■ GIVEN TEXT
═══

Spurred both by fiscal realities and momentum from the U.S. Department of Education’s agenda for school improvement, local and state education leaders are moving forcefully and quickly to make big changes to districts and schools that have long struggled with low test scores and graduation rates.
In Kansas City, Mo., the school board voted last week to “right-size” the district by closing 26 of the system’s 61 schools. In addition, the 17,000-student district plans to close its central office and two other buildings.
“We can’t continue to have a public school system that has proven to fail children year after year after year,” Superintendent John W. Covington said in an interview. The goal, he said, is to create a system that produces graduates who will be “fierce competitors” in the global arena.
In Cleveland, the school board last week passed Chief Executive Officer Eugene T.W. Sanders’ “transformation” plan, which would close 16 schools in the 50,000-student district of more than 100 schools, reorganize the central office, and shift high schools from a traditional, comprehensive model to one of smaller academies.
And in Detroit, a coalition of local foundations and community organizations—with the support of Mayor Dave Bing—last week unveiled a $200 million plan that aims to transform not only the city’s beleaguered public school system, but also its private and charter schools, creating a citywide standards commission that will publish annual report cards for all those schools.
Daniel A. Domenech, the executive director of the Arlington, Va.-based American Association of School Administrators, said the nation can expect to see more such aggressive moves as cash-strapped school districts leverage financial conditions to help make changes.
“The economy is forcing the issue,” Mr. Domenech said. “Many places might see this as a time for constructive abandonment. Sometimes it’s easier to get rid of programs that haven’t been effective when you have a serious economic issue.”
Districts are also being prodded by the availability of competitive education grants through the American Recovery and Reinvestment Act, the federal economic-stimulus law that has placed an emphasis on the goals those cities are pursuing, including stronger teacher evaluations and turnarounds of low-performing schools.
States have also gotten in on the action. Massachusetts announced last week that it may use a new state law designed to address persistently failing schools to take over 35 low-performing schools, primarily in Boston and Springfield, if they do not improve.
Kansas City Shake-Up
The move to shutter nearly half of Kansas City’s schools “should have come as no surprise for citizens of the community,” said Superintendent Covington, whose district saw a 50 percent decrease in enrollment over the past decade. “We have known for years this is a decision that needed to be made.”
The Kansas City plans also call for laying off about 700 of the district’s 3,000 employees. About 285 teachers are expected to be included in the layoffs.
But the shake-up is only the beginning of the district’s plans, Mr. Covington said.

═══

■ INSTRUCTIONS
a. Answer these questions using the article on school district overhauls:
(i) How many schools did the Kansas City school board vote to close?
(ii) How many schools would Cleveland's "transformation" plan close?
(iii) What is the dollar amount of the plan unveiled in Detroit?
b. Carry on the article on school district overhauls from the point where it ends.

Named object pointing entries

═══

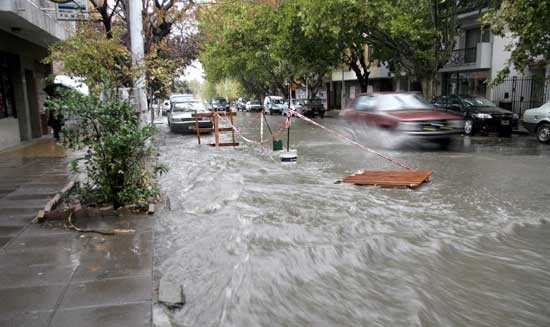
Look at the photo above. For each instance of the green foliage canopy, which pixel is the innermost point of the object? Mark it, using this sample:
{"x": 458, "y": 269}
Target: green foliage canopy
{"x": 527, "y": 22}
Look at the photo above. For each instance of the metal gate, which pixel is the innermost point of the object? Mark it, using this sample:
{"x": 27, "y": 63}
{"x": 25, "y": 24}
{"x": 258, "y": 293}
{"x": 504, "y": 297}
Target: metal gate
{"x": 520, "y": 94}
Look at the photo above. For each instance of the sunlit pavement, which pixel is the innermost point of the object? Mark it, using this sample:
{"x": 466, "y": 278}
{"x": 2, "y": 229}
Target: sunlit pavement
{"x": 50, "y": 276}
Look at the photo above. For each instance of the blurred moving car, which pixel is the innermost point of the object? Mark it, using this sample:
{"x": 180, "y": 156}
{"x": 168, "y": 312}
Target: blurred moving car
{"x": 219, "y": 104}
{"x": 307, "y": 107}
{"x": 537, "y": 121}
{"x": 273, "y": 103}
{"x": 179, "y": 97}
{"x": 253, "y": 105}
{"x": 180, "y": 116}
{"x": 480, "y": 114}
{"x": 404, "y": 112}
{"x": 241, "y": 104}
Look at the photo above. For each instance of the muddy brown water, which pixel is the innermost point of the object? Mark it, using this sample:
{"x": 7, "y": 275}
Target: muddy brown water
{"x": 257, "y": 243}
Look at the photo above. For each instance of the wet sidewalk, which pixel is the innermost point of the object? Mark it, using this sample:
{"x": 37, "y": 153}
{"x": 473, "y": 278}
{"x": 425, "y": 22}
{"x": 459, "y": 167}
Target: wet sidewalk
{"x": 51, "y": 276}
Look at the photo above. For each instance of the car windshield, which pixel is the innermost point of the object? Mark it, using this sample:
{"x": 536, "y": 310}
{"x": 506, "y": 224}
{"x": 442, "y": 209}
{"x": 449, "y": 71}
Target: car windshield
{"x": 189, "y": 106}
{"x": 180, "y": 98}
{"x": 403, "y": 101}
{"x": 477, "y": 102}
{"x": 313, "y": 101}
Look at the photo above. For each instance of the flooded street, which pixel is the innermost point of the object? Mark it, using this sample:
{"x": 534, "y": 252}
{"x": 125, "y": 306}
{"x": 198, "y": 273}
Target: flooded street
{"x": 258, "y": 243}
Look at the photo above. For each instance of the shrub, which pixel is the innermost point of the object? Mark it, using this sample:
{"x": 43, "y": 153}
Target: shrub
{"x": 117, "y": 148}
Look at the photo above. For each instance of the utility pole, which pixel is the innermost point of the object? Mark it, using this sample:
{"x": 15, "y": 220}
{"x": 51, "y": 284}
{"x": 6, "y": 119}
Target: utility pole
{"x": 136, "y": 43}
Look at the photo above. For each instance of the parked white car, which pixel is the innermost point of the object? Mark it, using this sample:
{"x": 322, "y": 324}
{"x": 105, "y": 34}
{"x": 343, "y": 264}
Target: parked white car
{"x": 253, "y": 105}
{"x": 537, "y": 121}
{"x": 165, "y": 107}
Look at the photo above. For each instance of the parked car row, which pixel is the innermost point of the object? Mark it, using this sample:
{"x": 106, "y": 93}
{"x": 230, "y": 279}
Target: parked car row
{"x": 180, "y": 114}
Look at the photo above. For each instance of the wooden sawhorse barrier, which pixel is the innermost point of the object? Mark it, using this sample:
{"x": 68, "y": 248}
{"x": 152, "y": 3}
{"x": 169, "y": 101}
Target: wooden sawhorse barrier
{"x": 215, "y": 116}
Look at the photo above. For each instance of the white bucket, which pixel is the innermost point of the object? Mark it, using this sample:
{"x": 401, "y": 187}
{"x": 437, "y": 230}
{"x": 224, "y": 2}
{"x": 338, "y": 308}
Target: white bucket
{"x": 288, "y": 157}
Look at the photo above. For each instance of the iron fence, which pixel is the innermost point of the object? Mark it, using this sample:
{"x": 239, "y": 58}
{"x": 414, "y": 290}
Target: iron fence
{"x": 521, "y": 93}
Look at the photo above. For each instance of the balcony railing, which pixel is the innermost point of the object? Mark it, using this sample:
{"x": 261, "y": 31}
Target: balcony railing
{"x": 462, "y": 57}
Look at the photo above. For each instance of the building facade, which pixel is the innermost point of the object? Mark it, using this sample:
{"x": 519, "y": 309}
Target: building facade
{"x": 27, "y": 28}
{"x": 477, "y": 58}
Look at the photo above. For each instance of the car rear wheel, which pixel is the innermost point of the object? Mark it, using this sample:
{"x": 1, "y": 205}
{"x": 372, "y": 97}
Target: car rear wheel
{"x": 469, "y": 126}
{"x": 543, "y": 133}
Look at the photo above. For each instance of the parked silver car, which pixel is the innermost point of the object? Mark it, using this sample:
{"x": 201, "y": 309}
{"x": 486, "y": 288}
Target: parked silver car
{"x": 537, "y": 121}
{"x": 180, "y": 116}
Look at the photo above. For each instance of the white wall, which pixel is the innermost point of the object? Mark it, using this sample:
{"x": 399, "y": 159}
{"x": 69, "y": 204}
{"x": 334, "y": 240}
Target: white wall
{"x": 9, "y": 133}
{"x": 500, "y": 55}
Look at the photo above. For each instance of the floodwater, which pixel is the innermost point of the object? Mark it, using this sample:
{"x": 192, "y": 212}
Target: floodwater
{"x": 258, "y": 243}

═══

■ OUTPUTS IN ORDER
a.
(i) 26 of the system's 61 schools
(ii) 16 schools
(iii) $200 million

b.
While the cuts in buildings and staffing allow the district to avoid a $50 million deficit in its $300 million budget, the district plans to make more cuts and use the resulting savings to help pay for its academic-transformation plan, which is to be unveiled later this month. Mr. Covington said that plan will include performance-based pay for teachers, individualized education plans for students, and an end to social promotion of students.
“We are right-sizing the district not only for purposes of ensuring we are not spread too thin, but to ensure we have the ability to better utilize our financial and human resources in ways that lead to greater student academic achievement,” he said. “We can’t do that within the current structure.”
Such changes are long overdue, said Michael D. Casserly, the executive director of the Washington-based Council of the Great City Schools, an advocacy group representing more than 60 of the nation’s largest urban school districts.
The council issued an extensive report in the summer of 2006 on Kansas City’s academics and operations. The study found a district that suffered from high turnover, the lack of a clear vision, and a need to close underutilized facilities.
“They are operating too many buildings with too few systems, and it is bleeding the system dry,” Mr. Casserly said in an interview.
A mixture of school closings and program redevelopment is also at work in Cleveland.
“One of the reasons we wanted to do it was the need for comprehensive school reform—not just in terms of addressing the budgetary and student-enrollment challenges,” said Mr. Sanders, the schools chief.
The district is attempting to address a projected $52 million deficit for the 2010-11 school year in a budget of approximately $700 million. The school transformation plan, which is expected to cost about $70 million over three years, is also expected to produce $17 million in cost savings.
The Cleveland initiative creates a plan for each school in the district. Those not closed will be placed in categories called “growth,” “refocus,” or “repurpose.” The district plans to put more emphasis on making sure the transition between middle and high school is stronger for 9th graders, in an effort to raise the graduation rate.
Mr. Sanders said the district hopes to use federal economic-stimulus funding—potentially from the Race to the Top competition, Title I School Improvement Grants, and the Investing in Innovation Fund—to help pay for about a third of the cost of the transformation.
Ohio was recently named one of 16 finalists in the U.S. Department of Education’s $4 billion Race to the Top competition. The state next month will learn if its $410 million proposal is a winner. (“Race to Top Enters Home Stretch,” March 10, 2010.)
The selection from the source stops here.